→ MATERIAL PROVIDED:
——

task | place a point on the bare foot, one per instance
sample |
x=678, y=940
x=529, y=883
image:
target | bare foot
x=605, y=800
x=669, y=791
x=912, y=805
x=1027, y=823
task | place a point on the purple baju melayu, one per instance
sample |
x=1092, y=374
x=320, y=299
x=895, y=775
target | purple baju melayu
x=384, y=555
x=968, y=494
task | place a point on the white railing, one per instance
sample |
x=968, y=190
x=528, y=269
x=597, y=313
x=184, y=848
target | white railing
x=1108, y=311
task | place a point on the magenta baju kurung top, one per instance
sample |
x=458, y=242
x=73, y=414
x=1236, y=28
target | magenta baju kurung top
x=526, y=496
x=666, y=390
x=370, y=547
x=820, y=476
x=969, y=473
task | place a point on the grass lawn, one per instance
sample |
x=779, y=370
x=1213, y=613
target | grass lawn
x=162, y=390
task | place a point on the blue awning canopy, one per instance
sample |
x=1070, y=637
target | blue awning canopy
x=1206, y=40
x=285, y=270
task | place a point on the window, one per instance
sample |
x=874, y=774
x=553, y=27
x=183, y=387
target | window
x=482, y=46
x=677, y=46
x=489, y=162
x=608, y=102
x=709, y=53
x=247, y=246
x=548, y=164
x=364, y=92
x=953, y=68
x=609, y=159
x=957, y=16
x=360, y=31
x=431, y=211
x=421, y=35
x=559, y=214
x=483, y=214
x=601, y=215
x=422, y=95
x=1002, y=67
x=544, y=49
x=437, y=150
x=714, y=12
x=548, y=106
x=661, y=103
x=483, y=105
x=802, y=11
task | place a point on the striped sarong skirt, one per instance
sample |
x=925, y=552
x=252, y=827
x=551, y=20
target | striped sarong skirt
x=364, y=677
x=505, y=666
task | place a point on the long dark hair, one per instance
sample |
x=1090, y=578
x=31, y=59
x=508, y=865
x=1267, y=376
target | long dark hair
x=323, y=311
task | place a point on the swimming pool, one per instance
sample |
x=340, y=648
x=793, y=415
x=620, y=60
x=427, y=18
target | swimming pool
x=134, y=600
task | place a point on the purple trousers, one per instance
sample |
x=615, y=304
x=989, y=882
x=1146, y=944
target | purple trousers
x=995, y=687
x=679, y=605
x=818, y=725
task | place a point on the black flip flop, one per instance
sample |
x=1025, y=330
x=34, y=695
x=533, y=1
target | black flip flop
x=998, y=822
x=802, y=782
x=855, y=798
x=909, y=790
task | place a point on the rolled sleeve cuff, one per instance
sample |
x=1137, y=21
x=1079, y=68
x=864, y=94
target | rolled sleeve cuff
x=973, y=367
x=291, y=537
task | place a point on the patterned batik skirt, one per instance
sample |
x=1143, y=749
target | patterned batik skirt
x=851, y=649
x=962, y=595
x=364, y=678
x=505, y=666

——

→ WHAT IS REQUIRED: Copy out the records verbatim, from their first line through the line that contains "x=968, y=494", including both of those lines.

→ RESULT:
task | place a point on the bare foot, one per instance
sample |
x=678, y=940
x=529, y=883
image:
target | bare foot
x=605, y=800
x=669, y=791
x=912, y=805
x=1027, y=823
task | place a point on the purple baju melayu, one per instance
sample |
x=1092, y=374
x=320, y=299
x=895, y=775
target | purple baju melayu
x=384, y=555
x=968, y=494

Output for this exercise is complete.